● **Task set**
**A)** Do these statements agree with the text on soil respiration in dry grasslands? Answer yes or no for each and quote the deciding words. (i) The study lasted seven years. (ii) Soil organic carbon content was measured in every campaign. (iii) Most measuring positions belonged to one of the two equilibrium states.
**B)** Which quantities were measured in the study, according to the text on soil respiration in dry grasslands? List every one.

Top of Passage provided

Two potential equilibrium states in long-term soil respiration activity of dry grasslands are maintained by local topographic features

Soil respiration of grasslands is spatio-temporally variable reflecting the changing biological activities of the soil. In our study we analysed how the long-term soil respiration activities of dry grasslands would perform in terms of resistance and resilience. We also investigated how terrain features are responsible for response stability. We conducted a 7-year-long spatial study in a Hungarian dry grassland, measuring soil respiration (R(s)), soil temperature (T(s)) and soil water content (SWC) along 15 measuring campaigns in 80 × 60 m grids and soil organic carbon content in 6 of the occasions. Two proxy variables were introduced to grasp the overall R(s) activity, as well as its temporal stability: average rankR(s), the temporal average R(s) rank of a measuring position from the campaigns revealed the persistent spatial pattern of R(s), while rangeR(s), the range of ranks of the positions from the campaigns described the amplitude of the R(s) response in time, referring to the response stability in terms of resistance or resilience. We formulated a hypothetic concept of a two-state equilibrium to describe the performance of the long-term R(s) activity: R(s) activity with smaller rangeR(s), that is both the lower elevation positions with larger rankR(s) (“state I”) and the higher elevation positions with smaller rankR(s) (“state II”) correspond to an equilibrium state with several terrain attributes being responsible for the equilibrium responses. Majority of the measuring positions was belonging to none of these equilibrium states. These positions showed higher rangeR(s) for medium rankR(s), suggesting resilience (not resistance) as a major strategy for this ecosystem.

Bottom of Passage provided
Top of Extracted material

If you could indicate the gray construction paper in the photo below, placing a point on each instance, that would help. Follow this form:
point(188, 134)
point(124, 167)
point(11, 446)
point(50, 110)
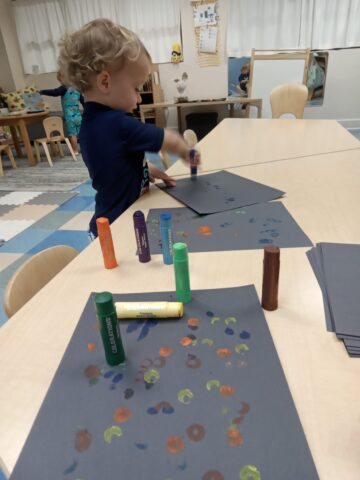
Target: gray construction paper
point(250, 227)
point(260, 414)
point(315, 265)
point(219, 192)
point(341, 266)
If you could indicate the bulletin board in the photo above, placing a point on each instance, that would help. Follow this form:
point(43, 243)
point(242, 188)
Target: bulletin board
point(270, 68)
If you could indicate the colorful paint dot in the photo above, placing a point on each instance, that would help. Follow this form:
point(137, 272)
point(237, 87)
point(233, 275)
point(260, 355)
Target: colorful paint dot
point(249, 472)
point(174, 444)
point(212, 384)
point(165, 351)
point(212, 475)
point(229, 331)
point(111, 432)
point(151, 376)
point(244, 335)
point(129, 392)
point(122, 414)
point(234, 437)
point(196, 432)
point(185, 341)
point(185, 396)
point(223, 352)
point(241, 347)
point(226, 390)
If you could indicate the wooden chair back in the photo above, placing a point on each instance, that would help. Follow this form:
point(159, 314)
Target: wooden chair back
point(54, 127)
point(34, 274)
point(290, 98)
point(190, 138)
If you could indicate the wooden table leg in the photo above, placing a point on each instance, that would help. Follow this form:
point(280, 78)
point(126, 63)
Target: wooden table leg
point(27, 144)
point(16, 142)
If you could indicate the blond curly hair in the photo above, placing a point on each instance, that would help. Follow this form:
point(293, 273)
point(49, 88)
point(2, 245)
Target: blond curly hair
point(97, 46)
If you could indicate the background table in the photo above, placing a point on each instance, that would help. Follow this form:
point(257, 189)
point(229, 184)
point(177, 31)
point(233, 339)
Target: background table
point(323, 194)
point(238, 142)
point(256, 102)
point(22, 121)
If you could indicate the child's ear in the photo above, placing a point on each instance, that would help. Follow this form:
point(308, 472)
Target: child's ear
point(103, 81)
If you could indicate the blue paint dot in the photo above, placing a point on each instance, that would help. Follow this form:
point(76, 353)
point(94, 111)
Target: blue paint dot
point(129, 392)
point(152, 411)
point(141, 446)
point(229, 331)
point(117, 378)
point(168, 410)
point(244, 335)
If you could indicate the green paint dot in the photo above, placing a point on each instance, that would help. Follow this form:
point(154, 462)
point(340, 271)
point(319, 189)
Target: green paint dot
point(249, 472)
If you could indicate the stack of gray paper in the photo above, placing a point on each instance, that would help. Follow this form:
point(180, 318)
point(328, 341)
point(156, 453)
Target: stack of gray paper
point(337, 269)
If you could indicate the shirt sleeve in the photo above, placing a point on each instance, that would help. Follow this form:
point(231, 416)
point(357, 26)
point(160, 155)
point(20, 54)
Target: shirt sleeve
point(54, 92)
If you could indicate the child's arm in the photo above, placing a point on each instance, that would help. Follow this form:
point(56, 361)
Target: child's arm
point(54, 92)
point(174, 143)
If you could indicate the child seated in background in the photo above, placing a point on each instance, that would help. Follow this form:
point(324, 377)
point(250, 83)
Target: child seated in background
point(70, 101)
point(109, 64)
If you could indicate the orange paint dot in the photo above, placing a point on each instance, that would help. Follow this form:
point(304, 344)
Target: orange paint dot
point(193, 322)
point(204, 230)
point(186, 341)
point(122, 414)
point(234, 437)
point(226, 390)
point(224, 352)
point(166, 351)
point(174, 444)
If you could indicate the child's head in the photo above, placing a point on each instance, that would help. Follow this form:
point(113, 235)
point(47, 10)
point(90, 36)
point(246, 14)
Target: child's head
point(106, 61)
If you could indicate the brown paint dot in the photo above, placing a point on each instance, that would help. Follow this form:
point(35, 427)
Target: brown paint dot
point(166, 351)
point(91, 372)
point(193, 322)
point(204, 230)
point(186, 341)
point(224, 352)
point(196, 432)
point(122, 414)
point(174, 444)
point(226, 390)
point(212, 475)
point(234, 437)
point(83, 440)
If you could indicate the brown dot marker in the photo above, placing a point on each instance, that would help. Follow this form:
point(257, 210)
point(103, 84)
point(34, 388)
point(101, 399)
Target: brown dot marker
point(269, 299)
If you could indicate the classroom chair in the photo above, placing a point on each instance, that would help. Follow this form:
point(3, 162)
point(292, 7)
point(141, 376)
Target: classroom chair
point(290, 98)
point(190, 137)
point(54, 131)
point(7, 149)
point(34, 274)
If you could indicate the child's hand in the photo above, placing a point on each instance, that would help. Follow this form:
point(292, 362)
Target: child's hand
point(155, 172)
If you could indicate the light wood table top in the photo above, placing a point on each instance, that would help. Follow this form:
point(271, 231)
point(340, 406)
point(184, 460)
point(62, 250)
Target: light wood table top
point(323, 195)
point(239, 141)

Bottom of Extracted material

● **Numbered answers**
**A)**
(i) Yes: "We conducted a 7-year-long spatial study in a Hungarian dry grassland"
(ii) No: "soil organic carbon content in 6 of the occasions"
(iii) No: "Majority of the measuring positions was belonging to none of these equilibrium states."

**B)**
- soil respiration (R(s))
- soil temperature (T(s))
- soil water content (SWC)
- soil organic carbon content